Exercise: From the data below, return each line in which the string "stone" is found.

The data:
#####
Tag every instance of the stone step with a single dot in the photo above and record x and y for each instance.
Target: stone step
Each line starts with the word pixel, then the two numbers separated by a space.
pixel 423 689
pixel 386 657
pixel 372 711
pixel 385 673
#####
Task solution:
Tag every instance of the stone step with a single dot in the photo above and record x and y for each instance.
Target: stone step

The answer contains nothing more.